## What this task involves
Go to the line holding "[locate] blue surgical" in the entries below and write out exactly every line down to and including the line holding "[locate] air conditioner".

-----

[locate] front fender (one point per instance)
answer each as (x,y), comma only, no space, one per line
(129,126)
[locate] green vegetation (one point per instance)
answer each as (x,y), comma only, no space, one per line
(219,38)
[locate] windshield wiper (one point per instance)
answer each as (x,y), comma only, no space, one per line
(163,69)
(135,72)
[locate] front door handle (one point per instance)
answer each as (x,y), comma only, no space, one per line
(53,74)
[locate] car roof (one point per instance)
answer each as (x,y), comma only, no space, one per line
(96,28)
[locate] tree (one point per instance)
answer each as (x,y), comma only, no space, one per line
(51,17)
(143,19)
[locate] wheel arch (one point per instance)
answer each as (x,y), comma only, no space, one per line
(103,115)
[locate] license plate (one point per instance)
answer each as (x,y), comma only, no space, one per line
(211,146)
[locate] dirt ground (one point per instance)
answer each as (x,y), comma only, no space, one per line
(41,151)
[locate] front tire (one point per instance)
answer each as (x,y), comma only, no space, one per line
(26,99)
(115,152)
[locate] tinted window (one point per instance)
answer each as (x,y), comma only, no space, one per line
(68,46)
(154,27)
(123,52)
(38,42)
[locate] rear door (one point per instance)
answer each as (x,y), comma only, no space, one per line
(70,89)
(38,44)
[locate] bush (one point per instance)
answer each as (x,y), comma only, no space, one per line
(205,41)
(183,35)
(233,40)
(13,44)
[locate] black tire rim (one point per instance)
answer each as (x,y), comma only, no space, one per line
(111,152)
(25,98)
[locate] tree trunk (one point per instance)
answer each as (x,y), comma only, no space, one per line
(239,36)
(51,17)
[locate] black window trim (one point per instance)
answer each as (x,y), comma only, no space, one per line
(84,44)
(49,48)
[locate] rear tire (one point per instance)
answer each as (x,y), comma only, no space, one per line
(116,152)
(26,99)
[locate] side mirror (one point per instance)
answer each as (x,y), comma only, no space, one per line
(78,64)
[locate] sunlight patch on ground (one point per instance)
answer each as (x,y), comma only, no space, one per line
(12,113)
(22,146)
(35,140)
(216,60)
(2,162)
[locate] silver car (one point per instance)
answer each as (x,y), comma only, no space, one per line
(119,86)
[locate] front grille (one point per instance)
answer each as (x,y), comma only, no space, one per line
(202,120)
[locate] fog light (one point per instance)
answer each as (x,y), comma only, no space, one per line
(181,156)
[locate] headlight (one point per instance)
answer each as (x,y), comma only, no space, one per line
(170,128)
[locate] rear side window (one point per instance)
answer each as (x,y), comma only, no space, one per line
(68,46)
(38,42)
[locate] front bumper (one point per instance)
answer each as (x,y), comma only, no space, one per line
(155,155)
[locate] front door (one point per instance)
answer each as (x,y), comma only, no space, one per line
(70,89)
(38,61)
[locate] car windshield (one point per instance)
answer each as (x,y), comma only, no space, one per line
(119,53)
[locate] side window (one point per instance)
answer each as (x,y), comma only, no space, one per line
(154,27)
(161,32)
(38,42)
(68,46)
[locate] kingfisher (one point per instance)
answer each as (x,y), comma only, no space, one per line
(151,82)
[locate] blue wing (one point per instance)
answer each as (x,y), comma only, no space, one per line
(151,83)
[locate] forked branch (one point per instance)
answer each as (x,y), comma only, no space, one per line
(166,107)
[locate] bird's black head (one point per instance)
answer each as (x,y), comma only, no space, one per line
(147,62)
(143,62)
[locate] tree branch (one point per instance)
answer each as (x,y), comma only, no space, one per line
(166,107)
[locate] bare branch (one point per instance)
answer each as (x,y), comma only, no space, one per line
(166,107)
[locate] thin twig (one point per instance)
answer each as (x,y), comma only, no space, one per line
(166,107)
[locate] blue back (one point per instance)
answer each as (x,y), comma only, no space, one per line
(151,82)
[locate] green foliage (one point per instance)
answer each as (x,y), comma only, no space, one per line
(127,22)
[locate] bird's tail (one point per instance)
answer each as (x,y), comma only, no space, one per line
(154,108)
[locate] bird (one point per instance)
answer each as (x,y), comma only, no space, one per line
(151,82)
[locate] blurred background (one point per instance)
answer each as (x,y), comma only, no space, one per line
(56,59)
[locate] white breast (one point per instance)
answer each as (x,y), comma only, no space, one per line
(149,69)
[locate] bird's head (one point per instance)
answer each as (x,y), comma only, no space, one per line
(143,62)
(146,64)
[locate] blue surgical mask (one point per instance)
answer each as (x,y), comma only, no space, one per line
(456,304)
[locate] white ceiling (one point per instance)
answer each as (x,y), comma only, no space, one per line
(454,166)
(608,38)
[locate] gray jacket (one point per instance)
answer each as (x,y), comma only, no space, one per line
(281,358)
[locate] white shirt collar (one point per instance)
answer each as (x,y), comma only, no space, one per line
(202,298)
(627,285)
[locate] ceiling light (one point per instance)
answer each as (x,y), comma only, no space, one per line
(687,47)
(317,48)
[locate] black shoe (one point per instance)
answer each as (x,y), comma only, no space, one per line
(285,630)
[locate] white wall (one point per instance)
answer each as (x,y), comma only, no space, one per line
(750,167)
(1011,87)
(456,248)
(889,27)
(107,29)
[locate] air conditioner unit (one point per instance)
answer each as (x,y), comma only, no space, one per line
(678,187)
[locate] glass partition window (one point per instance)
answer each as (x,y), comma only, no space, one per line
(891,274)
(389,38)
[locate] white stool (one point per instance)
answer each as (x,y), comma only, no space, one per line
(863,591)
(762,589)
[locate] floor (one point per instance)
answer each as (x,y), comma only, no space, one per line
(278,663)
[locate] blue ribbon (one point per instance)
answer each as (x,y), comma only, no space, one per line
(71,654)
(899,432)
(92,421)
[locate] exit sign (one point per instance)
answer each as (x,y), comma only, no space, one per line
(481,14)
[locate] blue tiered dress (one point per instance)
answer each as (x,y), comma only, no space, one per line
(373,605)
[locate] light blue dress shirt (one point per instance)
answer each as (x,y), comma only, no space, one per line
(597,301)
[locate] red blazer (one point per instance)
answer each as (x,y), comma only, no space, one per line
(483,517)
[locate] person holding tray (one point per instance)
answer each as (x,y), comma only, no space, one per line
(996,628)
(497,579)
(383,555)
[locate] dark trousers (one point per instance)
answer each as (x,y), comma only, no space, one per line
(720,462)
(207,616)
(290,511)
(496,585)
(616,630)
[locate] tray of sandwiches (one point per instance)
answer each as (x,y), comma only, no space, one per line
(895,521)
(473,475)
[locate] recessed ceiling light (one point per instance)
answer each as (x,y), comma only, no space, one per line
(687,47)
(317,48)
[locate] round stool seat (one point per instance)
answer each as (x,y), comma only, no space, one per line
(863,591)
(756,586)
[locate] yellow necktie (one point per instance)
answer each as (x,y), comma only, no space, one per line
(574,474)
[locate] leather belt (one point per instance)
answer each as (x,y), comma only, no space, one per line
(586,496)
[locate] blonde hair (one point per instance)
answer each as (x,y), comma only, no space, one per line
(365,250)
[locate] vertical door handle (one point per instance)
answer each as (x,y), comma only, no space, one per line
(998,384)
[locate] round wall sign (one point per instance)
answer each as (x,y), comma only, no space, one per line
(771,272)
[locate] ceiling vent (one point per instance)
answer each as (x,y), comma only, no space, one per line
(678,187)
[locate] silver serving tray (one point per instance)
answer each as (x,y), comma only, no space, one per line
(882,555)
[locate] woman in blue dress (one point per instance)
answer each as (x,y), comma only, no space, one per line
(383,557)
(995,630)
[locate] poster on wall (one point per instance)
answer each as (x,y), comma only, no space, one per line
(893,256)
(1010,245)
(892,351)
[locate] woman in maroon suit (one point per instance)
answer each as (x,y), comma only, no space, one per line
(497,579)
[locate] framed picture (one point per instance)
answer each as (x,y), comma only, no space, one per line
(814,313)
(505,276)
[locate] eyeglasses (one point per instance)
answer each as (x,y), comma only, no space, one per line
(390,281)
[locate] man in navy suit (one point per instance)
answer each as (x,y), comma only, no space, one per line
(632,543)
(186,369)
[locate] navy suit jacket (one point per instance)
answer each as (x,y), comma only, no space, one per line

-----

## Output for this task
[locate] blue surgical mask (one point per instance)
answer each as (x,y), comma only, no space, one per line
(456,304)
[locate] white ceiling (one point per instance)
answer each as (x,y), comma only, no space, one per line
(454,166)
(608,38)
[locate] gray jacket (one point per instance)
answer each as (x,y), comma only, no space, one per line
(281,358)
[locate] white shirt collar (one point per instance)
answer each as (x,y), comma only, no space, one per line
(202,298)
(627,285)
[locate] ceiling light (one point per instance)
answer each as (x,y), comma only, no space, one per line
(687,47)
(317,48)
[locate] black shoe (one point per instance)
answer each as (x,y), comma only, no space, one per line
(285,630)
[locate] white wall (one point per instance)
answer each as (x,y), comma only, no space, one per line
(750,167)
(1011,87)
(456,248)
(889,27)
(107,29)
[locate] air conditioner unit (one point per instance)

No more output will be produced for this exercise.